WHAT NEEDS TO BE DONE: Render the lines of the records from the one containing "Check that each instance of the doorway" through the one containing "<point>179,244</point>", inclusive, as a Markdown table with the columns Row and Line. Give each line a row number and omit blank lines.
::: DATA SUPPLIED :::
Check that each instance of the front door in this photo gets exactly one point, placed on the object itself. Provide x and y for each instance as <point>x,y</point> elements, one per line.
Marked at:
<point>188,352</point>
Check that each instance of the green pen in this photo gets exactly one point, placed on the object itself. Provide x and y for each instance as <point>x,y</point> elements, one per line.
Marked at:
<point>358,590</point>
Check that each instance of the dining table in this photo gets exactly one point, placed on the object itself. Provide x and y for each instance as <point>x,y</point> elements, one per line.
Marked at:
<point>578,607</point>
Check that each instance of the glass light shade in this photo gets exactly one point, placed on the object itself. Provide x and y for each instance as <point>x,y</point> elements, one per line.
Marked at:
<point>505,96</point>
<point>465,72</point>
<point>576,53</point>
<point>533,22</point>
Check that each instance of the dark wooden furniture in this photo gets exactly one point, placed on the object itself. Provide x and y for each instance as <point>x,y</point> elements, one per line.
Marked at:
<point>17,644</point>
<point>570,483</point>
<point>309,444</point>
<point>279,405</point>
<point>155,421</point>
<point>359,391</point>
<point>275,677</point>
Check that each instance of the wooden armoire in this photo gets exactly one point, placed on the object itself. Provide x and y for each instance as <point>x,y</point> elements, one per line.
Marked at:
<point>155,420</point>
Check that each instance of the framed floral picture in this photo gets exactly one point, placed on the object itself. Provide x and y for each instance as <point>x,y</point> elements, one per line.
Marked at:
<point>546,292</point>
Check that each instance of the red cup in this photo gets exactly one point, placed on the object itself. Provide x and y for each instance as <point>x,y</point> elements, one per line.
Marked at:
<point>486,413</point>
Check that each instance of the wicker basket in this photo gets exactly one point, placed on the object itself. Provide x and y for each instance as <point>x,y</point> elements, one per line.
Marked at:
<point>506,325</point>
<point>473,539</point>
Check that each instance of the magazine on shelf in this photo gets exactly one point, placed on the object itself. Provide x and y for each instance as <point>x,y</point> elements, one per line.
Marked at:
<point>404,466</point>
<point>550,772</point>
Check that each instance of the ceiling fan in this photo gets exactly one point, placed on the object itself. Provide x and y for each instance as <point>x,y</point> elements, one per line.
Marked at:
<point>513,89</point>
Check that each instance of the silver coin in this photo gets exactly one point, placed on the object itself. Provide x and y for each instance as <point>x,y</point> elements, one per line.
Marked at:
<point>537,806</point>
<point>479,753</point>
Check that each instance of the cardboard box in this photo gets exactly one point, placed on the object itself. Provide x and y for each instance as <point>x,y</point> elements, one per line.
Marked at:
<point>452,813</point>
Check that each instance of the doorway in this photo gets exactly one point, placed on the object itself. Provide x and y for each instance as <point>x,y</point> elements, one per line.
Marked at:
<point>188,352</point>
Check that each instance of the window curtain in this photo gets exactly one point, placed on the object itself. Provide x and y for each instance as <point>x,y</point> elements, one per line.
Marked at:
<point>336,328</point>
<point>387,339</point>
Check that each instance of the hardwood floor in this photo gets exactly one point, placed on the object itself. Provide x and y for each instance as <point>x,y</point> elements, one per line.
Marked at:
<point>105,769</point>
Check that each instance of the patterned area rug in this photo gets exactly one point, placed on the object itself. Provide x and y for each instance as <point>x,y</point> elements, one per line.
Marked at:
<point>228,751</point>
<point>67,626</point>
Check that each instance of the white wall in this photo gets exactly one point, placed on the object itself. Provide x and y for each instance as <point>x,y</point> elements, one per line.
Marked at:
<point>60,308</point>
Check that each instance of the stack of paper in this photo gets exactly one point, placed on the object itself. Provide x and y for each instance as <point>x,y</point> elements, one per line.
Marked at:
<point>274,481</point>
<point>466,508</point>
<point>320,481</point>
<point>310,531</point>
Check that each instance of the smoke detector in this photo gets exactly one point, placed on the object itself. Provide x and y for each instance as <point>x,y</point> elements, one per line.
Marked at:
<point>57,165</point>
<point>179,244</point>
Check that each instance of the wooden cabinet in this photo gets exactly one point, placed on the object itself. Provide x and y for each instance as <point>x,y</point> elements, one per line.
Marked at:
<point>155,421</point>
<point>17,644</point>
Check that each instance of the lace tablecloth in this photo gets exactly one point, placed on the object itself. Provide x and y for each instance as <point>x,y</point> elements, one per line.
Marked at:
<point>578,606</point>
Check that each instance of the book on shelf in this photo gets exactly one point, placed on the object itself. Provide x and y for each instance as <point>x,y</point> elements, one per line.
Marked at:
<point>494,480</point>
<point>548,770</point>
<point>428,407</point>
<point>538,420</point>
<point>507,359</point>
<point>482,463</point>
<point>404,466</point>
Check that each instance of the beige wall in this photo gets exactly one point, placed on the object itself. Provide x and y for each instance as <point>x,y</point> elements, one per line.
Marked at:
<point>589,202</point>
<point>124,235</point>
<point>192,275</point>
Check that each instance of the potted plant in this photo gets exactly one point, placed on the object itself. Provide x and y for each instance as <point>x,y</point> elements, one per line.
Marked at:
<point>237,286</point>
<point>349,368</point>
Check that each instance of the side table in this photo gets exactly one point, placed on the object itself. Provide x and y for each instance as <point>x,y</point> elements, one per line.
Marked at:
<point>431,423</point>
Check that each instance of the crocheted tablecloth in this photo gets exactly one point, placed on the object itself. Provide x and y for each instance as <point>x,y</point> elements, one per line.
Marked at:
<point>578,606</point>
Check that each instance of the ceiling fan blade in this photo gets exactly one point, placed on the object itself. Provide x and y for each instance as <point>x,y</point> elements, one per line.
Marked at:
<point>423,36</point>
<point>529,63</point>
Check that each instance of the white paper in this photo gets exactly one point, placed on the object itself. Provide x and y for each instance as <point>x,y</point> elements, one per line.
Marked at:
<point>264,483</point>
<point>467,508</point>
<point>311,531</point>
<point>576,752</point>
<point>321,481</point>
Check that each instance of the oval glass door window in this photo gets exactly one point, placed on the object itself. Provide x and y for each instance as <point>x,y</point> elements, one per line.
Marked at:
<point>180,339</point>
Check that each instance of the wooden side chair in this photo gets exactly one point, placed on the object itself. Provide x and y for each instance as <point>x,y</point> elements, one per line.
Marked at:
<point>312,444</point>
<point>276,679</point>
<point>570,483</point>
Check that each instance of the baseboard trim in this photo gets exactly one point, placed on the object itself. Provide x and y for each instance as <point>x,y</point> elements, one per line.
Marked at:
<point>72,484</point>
:::
RESPONSE:
| Row | Line |
|---|---|
| 1 | Check that each instance of the doorway in this photo gets exactly one point, placed on the object itself. Provide x and y for each instance as <point>x,y</point> elements, one per line. |
| 2 | Marked at: |
| 3 | <point>188,352</point> |
| 4 | Check that each instance of the window curtain in this photo gets exactly one point, placed on the object itself. Provide x and y for each instance as <point>x,y</point> elements, one per line. |
| 5 | Marked at: |
| 6 | <point>336,328</point> |
| 7 | <point>387,339</point> |
| 8 | Check that each instance of the hardwood floor in this photo gets exactly one point, placed on the object itself. Provide x and y for each instance as <point>x,y</point> elements, one per line. |
| 9 | Marked at: |
| 10 | <point>105,769</point> |
| 11 | Check that each instance of the patterned area rug in this photo gets exactly one point, placed on the object itself. Provide x and y for each instance as <point>x,y</point> elements, one per line. |
| 12 | Marked at: |
| 13 | <point>228,751</point> |
| 14 | <point>67,626</point> |
| 15 | Check that each instance of the white wall in this photo gets exactly one point, placed on the object itself. Provide x and y for each instance as <point>x,y</point> elements, one per line. |
| 16 | Marked at: |
| 17 | <point>60,308</point> |
| 18 | Check that each instance of the stack of paper in this photo gets exactly one point, placed on the object itself. Provide x and y for each instance as <point>x,y</point> elements, one per line. |
| 19 | Marked at: |
| 20 | <point>274,481</point> |
| 21 | <point>466,508</point> |
| 22 | <point>320,481</point> |
| 23 | <point>310,531</point> |
| 24 | Check that each instance of the smoke detector in this photo gets exactly one point, placed on the object itself. Provide x and y for each instance as <point>x,y</point> elements, one per line. |
| 25 | Marked at: |
| 26 | <point>57,165</point> |
| 27 | <point>179,244</point> |